-- Opening Marker --
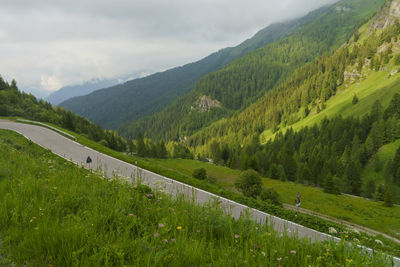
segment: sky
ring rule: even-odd
[[[0,75],[40,95],[150,74],[336,0],[2,0]]]

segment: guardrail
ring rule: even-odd
[[[69,133],[66,133],[66,132],[64,132],[64,131],[61,131],[60,129],[57,129],[57,128],[53,127],[53,126],[47,125],[47,124],[42,123],[42,122],[39,122],[39,121],[30,121],[30,120],[23,120],[23,119],[17,119],[17,121],[19,121],[19,122],[26,122],[26,123],[30,123],[30,124],[36,124],[36,125],[40,125],[40,126],[44,126],[44,127],[46,127],[46,128],[49,128],[49,129],[51,129],[51,130],[53,130],[53,131],[56,131],[56,132],[58,132],[58,133],[64,135],[64,136],[66,136],[66,137],[69,137],[69,138],[71,138],[71,139],[74,140],[74,141],[78,140],[75,136],[73,136],[73,135],[71,135],[71,134],[69,134]]]

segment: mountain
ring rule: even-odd
[[[147,70],[141,70],[137,71],[132,75],[125,75],[122,77],[118,78],[113,78],[113,79],[99,79],[99,78],[94,78],[89,81],[86,81],[82,84],[75,84],[75,85],[68,85],[60,88],[56,92],[50,94],[46,98],[44,98],[46,101],[50,102],[53,105],[58,105],[67,99],[77,97],[77,96],[83,96],[90,94],[93,91],[103,89],[103,88],[108,88],[111,86],[115,86],[117,84],[126,82],[131,79],[135,79],[138,77],[143,76],[144,73],[147,73],[149,71]]]
[[[334,53],[185,143],[231,168],[399,203],[399,7],[386,1]]]
[[[45,100],[53,105],[58,105],[69,98],[87,95],[95,90],[114,86],[118,83],[118,79],[92,79],[83,84],[64,86],[47,96]]]
[[[190,93],[159,113],[123,125],[119,132],[127,137],[142,132],[154,139],[184,140],[212,122],[229,118],[301,66],[343,45],[382,3],[343,0],[314,11],[293,33],[202,77]]]
[[[208,57],[182,67],[145,78],[74,97],[59,106],[87,117],[107,128],[152,115],[189,92],[202,76],[226,66],[250,51],[279,40],[314,20],[326,8],[285,23],[272,24],[236,47],[222,49]]]

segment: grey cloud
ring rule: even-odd
[[[57,86],[200,59],[335,0],[3,0],[0,74]],[[109,77],[104,77],[109,78]]]

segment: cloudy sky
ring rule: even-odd
[[[0,74],[48,93],[161,71],[335,0],[2,0]]]

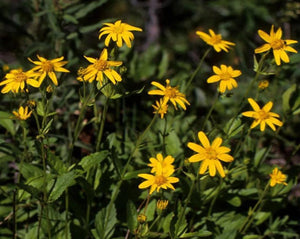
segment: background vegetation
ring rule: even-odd
[[[62,74],[52,99],[52,115],[47,119],[47,198],[38,180],[43,175],[41,149],[33,117],[23,125],[10,118],[24,101],[18,95],[1,94],[0,100],[0,238],[299,238],[299,129],[300,55],[291,54],[289,64],[269,69],[270,86],[264,91],[255,86],[249,95],[259,94],[260,105],[273,101],[272,111],[280,114],[284,125],[279,134],[271,130],[251,131],[240,147],[251,123],[233,118],[241,105],[248,84],[255,76],[254,49],[262,44],[258,29],[269,32],[281,27],[285,39],[300,39],[298,1],[282,0],[2,0],[0,2],[1,78],[7,68],[30,69],[28,57],[47,59],[64,56],[69,74]],[[99,122],[106,97],[98,95],[84,115],[84,127],[75,142],[71,163],[69,145],[81,110],[82,83],[76,80],[79,67],[87,66],[83,55],[98,57],[104,48],[98,31],[105,22],[121,19],[141,27],[132,48],[122,47],[118,60],[122,83],[115,99],[110,99],[101,150],[96,152]],[[147,92],[152,81],[185,89],[188,79],[208,46],[195,34],[211,28],[236,44],[229,53],[210,51],[185,93],[191,105],[186,111],[168,113],[157,119],[138,149],[120,187],[114,204],[120,172],[133,152],[136,141],[153,117],[153,96]],[[294,48],[300,50],[299,43]],[[205,125],[214,138],[225,138],[235,154],[228,166],[229,176],[205,175],[184,213],[183,203],[197,166],[187,162],[192,155],[188,142],[196,141],[217,91],[207,84],[212,66],[232,65],[242,71],[238,88],[219,97]],[[38,92],[31,94],[40,100]],[[49,96],[46,96],[49,97]],[[249,110],[248,106],[243,111]],[[45,112],[44,112],[45,113]],[[233,121],[234,120],[234,121]],[[24,140],[23,135],[26,135]],[[154,194],[146,210],[147,221],[137,221],[139,206],[147,190],[138,189],[148,172],[150,157],[163,152],[175,158],[176,190]],[[20,162],[24,160],[22,170]],[[272,188],[247,233],[239,229],[258,201],[269,174],[281,167],[288,185]],[[156,200],[169,200],[159,223],[153,224]],[[47,200],[45,200],[47,199]],[[110,206],[110,207],[109,207]],[[46,220],[41,211],[46,210]],[[138,228],[138,235],[134,232]],[[50,230],[50,232],[49,232]],[[130,231],[130,233],[129,233]],[[177,232],[177,235],[174,232]],[[51,236],[50,236],[51,235]]]

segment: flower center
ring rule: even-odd
[[[18,82],[23,82],[27,80],[27,76],[24,72],[15,73],[15,79]]]
[[[231,75],[228,72],[220,74],[221,80],[229,80],[231,78]]]
[[[264,111],[264,110],[260,110],[260,111],[258,111],[257,113],[258,113],[259,119],[261,119],[261,120],[265,120],[265,119],[268,119],[268,118],[269,118],[268,112],[266,112],[266,111]]]
[[[212,44],[219,44],[222,41],[222,36],[221,36],[221,34],[218,34],[218,35],[211,37],[210,40],[211,40]]]
[[[46,71],[46,72],[51,72],[51,71],[53,71],[53,65],[52,65],[52,63],[51,63],[51,61],[44,61],[43,63],[42,63],[42,70],[43,71]]]
[[[279,49],[282,49],[284,47],[284,40],[277,39],[275,41],[272,41],[270,44],[271,44],[271,47],[274,50],[279,50]]]
[[[104,61],[104,60],[97,60],[95,63],[94,63],[94,68],[98,71],[104,71],[108,68],[108,64],[107,64],[107,61]]]
[[[122,34],[124,32],[124,27],[122,25],[118,27],[115,26],[113,32],[116,34]]]
[[[155,183],[158,186],[161,186],[167,182],[166,178],[163,175],[156,175],[155,176]]]
[[[165,90],[165,96],[169,97],[170,99],[176,98],[177,95],[177,88],[172,88],[171,86],[167,86]]]
[[[211,147],[209,147],[209,148],[207,148],[206,149],[206,157],[208,158],[208,159],[216,159],[217,158],[217,152],[216,152],[216,150],[214,150],[213,148],[211,148]]]

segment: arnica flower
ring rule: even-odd
[[[140,224],[144,224],[147,220],[147,216],[145,214],[139,214],[138,217],[137,217],[137,221],[140,223]]]
[[[23,106],[20,106],[18,112],[17,111],[13,111],[13,114],[15,115],[15,117],[17,119],[27,120],[31,116],[32,111],[28,112],[28,106],[25,106],[25,109],[23,108]]]
[[[220,52],[221,50],[228,52],[230,46],[234,46],[235,44],[230,41],[222,40],[221,34],[215,34],[215,32],[209,29],[209,34],[201,31],[197,31],[196,34],[205,41],[208,45],[213,46],[215,51]]]
[[[171,155],[168,155],[167,157],[163,157],[162,154],[157,154],[156,158],[150,158],[150,163],[148,164],[149,167],[151,167],[151,173],[155,173],[158,171],[158,168],[161,167],[163,171],[165,170],[173,170],[174,166],[172,163],[174,162],[174,158]]]
[[[39,82],[35,80],[37,76],[39,76],[39,74],[32,70],[26,72],[22,69],[11,70],[5,75],[4,80],[0,82],[0,86],[5,85],[1,90],[1,93],[5,94],[10,91],[18,93],[19,91],[24,91],[24,88],[27,88],[27,85],[37,88],[40,86]]]
[[[204,174],[208,168],[210,176],[215,176],[216,171],[218,171],[221,177],[225,177],[225,172],[220,160],[224,162],[233,161],[233,157],[227,154],[230,152],[230,148],[221,146],[222,139],[220,137],[217,137],[212,144],[210,144],[203,131],[198,132],[198,138],[203,147],[196,143],[189,142],[187,146],[197,152],[197,154],[189,158],[189,161],[192,163],[202,161],[199,174]]]
[[[213,71],[216,75],[213,75],[207,79],[207,83],[214,83],[220,81],[219,91],[224,93],[226,89],[232,90],[238,86],[234,77],[238,77],[242,74],[239,70],[232,69],[231,66],[221,65],[221,68],[213,66]]]
[[[83,72],[83,80],[92,82],[96,79],[102,85],[103,83],[103,73],[104,75],[113,83],[116,84],[119,81],[122,81],[121,76],[117,73],[112,67],[122,65],[122,61],[108,61],[107,49],[104,48],[98,58],[92,58],[84,56],[91,65],[85,68]]]
[[[251,124],[250,128],[253,129],[257,125],[260,124],[260,131],[264,131],[266,128],[266,124],[270,126],[272,130],[276,130],[274,125],[282,126],[283,123],[276,119],[280,116],[276,113],[270,112],[273,107],[273,102],[269,101],[262,109],[259,105],[253,100],[252,98],[248,98],[248,102],[252,106],[254,111],[246,111],[243,112],[242,115],[246,117],[254,118],[253,123]]]
[[[266,52],[272,48],[275,62],[277,65],[281,64],[281,60],[285,63],[288,63],[290,61],[286,51],[297,53],[297,51],[289,45],[295,44],[298,41],[282,40],[281,28],[278,28],[278,30],[274,32],[274,25],[272,25],[270,35],[262,30],[258,30],[258,35],[267,43],[262,45],[261,47],[256,48],[255,53]]]
[[[122,47],[123,41],[125,44],[131,48],[131,41],[134,39],[134,35],[131,31],[143,31],[139,27],[131,26],[127,23],[122,23],[121,20],[116,21],[115,23],[104,23],[105,27],[100,29],[99,39],[103,35],[107,35],[104,41],[105,46],[108,46],[110,40],[113,40],[117,43],[118,47]]]
[[[262,80],[258,83],[258,88],[261,90],[264,90],[269,87],[269,81],[268,80]]]
[[[37,55],[37,58],[39,59],[39,61],[33,61],[30,58],[28,58],[28,60],[37,65],[32,70],[38,71],[41,74],[39,77],[40,84],[43,83],[45,77],[48,75],[53,84],[57,86],[58,83],[55,72],[70,72],[69,70],[63,68],[63,66],[68,63],[67,61],[63,61],[63,56],[52,60],[47,60],[46,58],[39,55]]]
[[[156,86],[159,88],[159,90],[150,90],[148,92],[149,95],[162,95],[163,96],[163,102],[167,104],[169,101],[172,102],[174,105],[175,109],[177,109],[177,104],[181,106],[182,109],[186,110],[186,106],[190,105],[190,103],[187,101],[185,98],[185,94],[181,93],[178,90],[178,86],[172,87],[170,86],[170,80],[166,80],[166,86],[163,86],[162,84],[152,81],[152,85]]]
[[[272,173],[270,174],[270,186],[274,187],[276,184],[287,185],[286,175],[283,174],[278,168],[274,168]]]
[[[172,190],[175,190],[172,183],[179,182],[179,179],[171,177],[174,171],[174,169],[170,169],[169,167],[167,169],[163,169],[162,166],[158,164],[155,175],[147,173],[138,174],[139,177],[146,179],[146,181],[139,185],[139,188],[144,189],[150,187],[149,194],[152,194],[155,190],[159,192],[161,188],[171,188]]]
[[[158,200],[156,203],[156,208],[160,211],[165,210],[169,204],[168,200]]]
[[[163,99],[159,99],[159,101],[155,101],[156,105],[152,105],[152,107],[154,108],[154,114],[160,114],[160,118],[163,119],[164,115],[167,113],[168,111],[168,104],[166,104],[164,102]]]

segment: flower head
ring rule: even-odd
[[[270,126],[272,130],[276,130],[274,125],[282,126],[283,123],[276,119],[280,116],[276,113],[270,112],[273,107],[273,102],[269,101],[262,109],[259,105],[253,100],[252,98],[248,98],[248,102],[252,106],[254,111],[246,111],[243,112],[242,115],[246,117],[254,118],[253,123],[251,124],[250,128],[253,129],[257,125],[260,124],[260,131],[264,131],[266,128],[266,124]]]
[[[22,69],[11,70],[5,75],[4,80],[0,82],[0,86],[5,85],[1,90],[1,93],[5,94],[9,91],[18,93],[19,91],[23,91],[26,85],[39,87],[39,82],[35,80],[38,75],[38,73],[33,72],[32,70],[26,72]]]
[[[156,155],[156,158],[150,158],[148,166],[152,167],[151,173],[157,172],[159,167],[165,172],[166,170],[174,169],[174,166],[172,165],[174,160],[175,159],[170,155],[164,158],[163,155],[159,153]]]
[[[87,68],[83,69],[80,77],[84,81],[92,82],[96,79],[102,85],[103,74],[113,83],[116,84],[122,81],[121,76],[112,67],[122,65],[122,61],[108,61],[107,49],[104,48],[99,58],[92,58],[84,56],[90,64]]]
[[[163,168],[162,164],[158,163],[154,175],[147,173],[138,174],[139,177],[146,179],[146,181],[139,185],[139,188],[144,189],[150,187],[149,194],[152,194],[155,190],[159,192],[161,188],[171,188],[172,190],[175,190],[172,183],[177,183],[179,179],[176,177],[171,177],[174,171],[175,170],[170,166]]]
[[[213,66],[215,75],[207,79],[207,83],[214,83],[220,81],[219,91],[224,93],[226,89],[232,90],[238,86],[234,77],[238,77],[242,74],[239,70],[233,70],[231,66],[221,65],[221,68]]]
[[[230,148],[221,146],[222,139],[220,137],[217,137],[212,144],[210,144],[203,131],[198,132],[198,138],[203,146],[192,142],[189,142],[187,145],[197,153],[191,156],[189,161],[192,163],[202,161],[199,174],[204,174],[208,168],[210,176],[215,176],[216,171],[218,171],[221,177],[225,177],[225,172],[220,160],[224,162],[233,161],[233,157],[227,154],[230,152]]]
[[[181,108],[183,108],[184,110],[186,110],[185,104],[190,105],[190,103],[185,98],[185,94],[181,93],[178,90],[178,86],[176,86],[176,87],[170,86],[169,79],[166,80],[166,86],[163,86],[162,84],[160,84],[156,81],[152,81],[151,84],[156,86],[157,88],[159,88],[159,90],[150,90],[148,92],[148,94],[149,95],[162,95],[163,102],[165,104],[168,103],[169,101],[171,101],[172,104],[174,105],[175,109],[177,109],[177,104],[179,104],[181,106]]]
[[[168,111],[168,104],[166,104],[163,99],[159,99],[159,102],[156,100],[155,103],[156,105],[152,105],[152,107],[154,108],[153,113],[160,114],[160,118],[163,119],[164,115]]]
[[[289,45],[297,43],[298,41],[281,39],[281,28],[278,28],[278,30],[274,32],[274,25],[272,25],[270,35],[262,30],[258,30],[258,35],[267,43],[262,45],[261,47],[256,48],[255,53],[269,51],[272,48],[277,65],[281,64],[281,60],[285,63],[288,63],[290,61],[289,56],[286,54],[286,51],[297,53],[297,51]]]
[[[165,210],[166,207],[168,206],[169,201],[168,200],[158,200],[156,203],[156,208],[160,211]]]
[[[23,106],[20,106],[18,112],[17,111],[13,111],[13,114],[15,115],[15,117],[19,120],[26,120],[31,116],[32,111],[28,112],[28,106],[25,106],[25,109],[23,108]]]
[[[264,90],[269,87],[269,81],[268,80],[262,80],[258,83],[258,88],[261,90]]]
[[[213,46],[215,51],[220,52],[221,50],[228,52],[229,46],[234,46],[235,44],[230,41],[222,40],[221,34],[215,34],[215,32],[209,29],[209,34],[201,31],[196,31],[196,34],[205,41],[208,45]]]
[[[33,61],[30,58],[28,58],[28,60],[37,65],[32,70],[38,71],[41,74],[39,77],[40,84],[43,83],[46,75],[48,75],[53,84],[58,85],[55,72],[70,72],[69,70],[63,68],[63,66],[68,63],[67,61],[63,61],[63,56],[52,60],[47,60],[39,55],[37,55],[37,58],[39,61]]]
[[[283,174],[278,168],[274,168],[272,173],[270,174],[270,186],[274,187],[276,184],[287,185],[286,175]]]
[[[103,35],[107,35],[104,42],[105,46],[108,46],[110,40],[113,40],[117,43],[118,47],[121,47],[124,41],[125,44],[131,48],[131,41],[134,39],[134,35],[131,33],[131,31],[143,31],[139,27],[122,23],[121,20],[118,20],[115,23],[104,23],[104,25],[105,27],[102,27],[99,31],[99,39]]]

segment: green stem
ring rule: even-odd
[[[100,149],[104,124],[105,124],[105,120],[106,120],[106,114],[107,114],[108,105],[109,105],[108,103],[109,103],[109,98],[106,97],[105,103],[104,103],[104,109],[103,109],[103,112],[102,112],[102,115],[101,115],[101,122],[100,122],[99,133],[98,133],[97,144],[96,144],[96,152],[98,152],[99,149]]]
[[[203,61],[204,61],[205,57],[208,55],[208,53],[210,52],[210,50],[211,50],[211,48],[207,49],[207,50],[204,52],[204,54],[203,54],[203,56],[202,56],[202,58],[201,58],[201,60],[200,60],[200,62],[199,62],[199,64],[198,64],[196,70],[193,72],[193,74],[191,75],[191,77],[190,77],[188,83],[186,84],[185,90],[184,90],[184,91],[186,91],[186,90],[190,87],[190,85],[191,85],[192,81],[194,80],[195,76],[197,75],[197,73],[198,73],[199,70],[201,69],[201,66],[202,66],[202,64],[203,64]]]
[[[210,206],[209,206],[209,209],[208,209],[208,213],[207,213],[207,216],[208,216],[208,217],[211,216],[212,209],[213,209],[213,207],[214,207],[214,205],[215,205],[215,202],[216,202],[216,200],[217,200],[217,198],[218,198],[218,195],[219,195],[219,193],[220,193],[220,191],[221,191],[221,189],[222,189],[223,182],[224,182],[224,181],[223,181],[223,178],[221,178],[221,179],[220,179],[219,187],[218,187],[217,191],[215,192],[215,195],[214,195],[213,200],[212,200],[211,203],[210,203]]]
[[[205,119],[204,119],[203,124],[202,124],[202,126],[201,126],[201,130],[204,129],[207,120],[208,120],[209,117],[211,116],[211,113],[212,113],[212,111],[214,110],[214,108],[215,108],[215,106],[216,106],[216,104],[217,104],[217,101],[218,101],[218,98],[219,98],[218,96],[219,96],[219,93],[218,93],[217,97],[215,97],[215,100],[214,100],[213,104],[211,105],[211,107],[210,107],[210,109],[209,109],[207,115],[205,116]]]
[[[248,213],[248,216],[247,216],[245,222],[243,223],[243,225],[242,225],[242,227],[241,227],[241,229],[240,229],[240,232],[241,232],[242,234],[244,234],[244,233],[247,231],[247,229],[249,228],[249,226],[252,224],[252,221],[253,221],[253,219],[254,219],[254,217],[255,217],[256,209],[257,209],[258,206],[261,204],[261,202],[262,202],[264,196],[266,195],[267,190],[269,189],[269,186],[270,186],[270,184],[268,183],[268,184],[266,185],[264,191],[263,191],[262,194],[260,195],[259,200],[258,200],[257,203],[255,204],[254,208],[253,208],[253,209],[250,209],[250,212]]]
[[[106,213],[106,217],[105,217],[105,225],[104,225],[104,228],[106,228],[106,225],[107,225],[107,222],[108,222],[108,218],[109,218],[110,213],[111,213],[111,210],[112,210],[112,206],[113,206],[115,200],[117,199],[117,196],[118,196],[118,194],[119,194],[120,187],[121,187],[121,185],[122,185],[122,183],[123,183],[123,181],[124,181],[124,176],[125,176],[125,174],[126,174],[126,172],[127,172],[127,169],[128,169],[128,167],[129,167],[129,165],[130,165],[130,162],[131,162],[131,160],[132,160],[132,158],[133,158],[133,155],[135,154],[136,150],[138,149],[138,147],[139,147],[140,144],[142,143],[142,141],[143,141],[145,135],[148,133],[149,129],[152,127],[152,125],[154,124],[154,122],[155,122],[155,120],[157,119],[157,117],[158,117],[158,114],[155,114],[154,117],[152,118],[151,122],[150,122],[149,125],[147,126],[147,128],[146,128],[146,129],[144,130],[144,132],[138,137],[138,139],[137,139],[137,141],[136,141],[136,144],[135,144],[135,147],[134,147],[134,149],[132,150],[132,152],[131,152],[131,154],[130,154],[130,156],[129,156],[129,158],[128,158],[128,160],[127,160],[127,162],[126,162],[126,164],[125,164],[125,166],[124,166],[124,168],[123,168],[123,171],[122,171],[122,173],[121,173],[121,178],[120,178],[119,182],[117,183],[117,185],[116,185],[114,191],[112,192],[112,196],[111,196],[110,202],[109,202],[109,204],[108,204],[108,206],[107,206],[107,213]]]
[[[158,220],[161,218],[161,214],[159,214],[155,220],[151,223],[150,227],[148,228],[148,231],[150,232],[152,227],[158,222]]]
[[[185,214],[185,210],[186,210],[186,208],[187,208],[187,205],[188,205],[188,203],[189,203],[190,200],[191,200],[191,196],[192,196],[192,193],[193,193],[193,191],[194,191],[196,182],[199,181],[200,174],[199,174],[198,172],[199,172],[199,170],[197,171],[197,177],[192,181],[192,186],[190,187],[189,194],[188,194],[187,198],[185,199],[183,209],[181,210],[181,212],[180,212],[180,214],[179,214],[179,216],[178,216],[178,221],[177,221],[177,222],[178,222],[178,223],[177,223],[178,225],[181,224],[181,221],[182,221],[183,216],[184,216],[184,214]],[[174,232],[174,239],[178,238],[178,235],[177,235],[177,234],[178,234],[178,229],[179,229],[179,227],[177,227],[177,228],[175,229],[175,232]]]

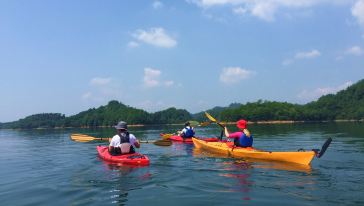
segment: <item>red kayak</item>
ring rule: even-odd
[[[160,134],[160,136],[163,137],[163,133]],[[197,139],[201,139],[201,140],[204,140],[206,142],[217,142],[219,141],[216,137],[195,137]],[[168,139],[174,141],[174,142],[183,142],[183,143],[186,143],[186,144],[193,144],[193,141],[192,141],[192,138],[185,138],[183,139],[181,136],[179,135],[173,135],[171,137],[169,137]]]
[[[133,166],[146,166],[149,165],[149,158],[140,153],[123,154],[123,155],[110,155],[107,146],[96,147],[99,156],[108,162],[120,165],[133,165]]]

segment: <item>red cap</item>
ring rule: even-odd
[[[239,120],[239,121],[236,123],[236,126],[237,126],[239,129],[246,129],[246,120],[244,120],[244,119]]]

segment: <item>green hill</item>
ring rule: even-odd
[[[364,79],[305,105],[309,120],[364,119]]]
[[[14,122],[0,123],[2,128],[54,128],[62,127],[65,115],[59,113],[34,114]]]
[[[305,105],[259,100],[246,104],[233,103],[228,107],[214,107],[207,111],[224,121],[237,121],[241,118],[249,121],[363,120],[364,80],[337,94],[322,96],[317,101]],[[0,123],[0,129],[113,126],[120,120],[127,121],[129,124],[172,124],[191,119],[207,120],[204,112],[191,114],[184,109],[169,108],[148,113],[113,100],[105,106],[92,108],[70,117],[59,113],[31,115],[18,121]]]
-- Closing Marker --
An exact repeat of the lines from the one containing "segment: <item>red cap</item>" through the final line of the entries is the whole answer.

segment: <item>red cap</item>
ring rule: even-odd
[[[239,120],[239,121],[236,123],[236,126],[237,126],[239,129],[246,129],[246,120],[244,120],[244,119]]]

segment: <item>green hill</item>
ring rule: even-odd
[[[364,79],[305,105],[309,120],[364,119]]]
[[[14,122],[0,123],[2,128],[54,128],[62,127],[65,115],[59,113],[34,114]]]
[[[305,105],[259,100],[246,104],[233,103],[228,107],[214,107],[207,111],[224,121],[237,121],[241,118],[249,121],[363,120],[364,80],[337,94],[322,96],[317,101]],[[0,123],[0,129],[113,126],[120,120],[127,121],[129,124],[172,124],[191,119],[207,120],[204,112],[191,114],[184,109],[169,108],[148,113],[113,100],[105,106],[92,108],[70,117],[59,113],[31,115],[18,121]]]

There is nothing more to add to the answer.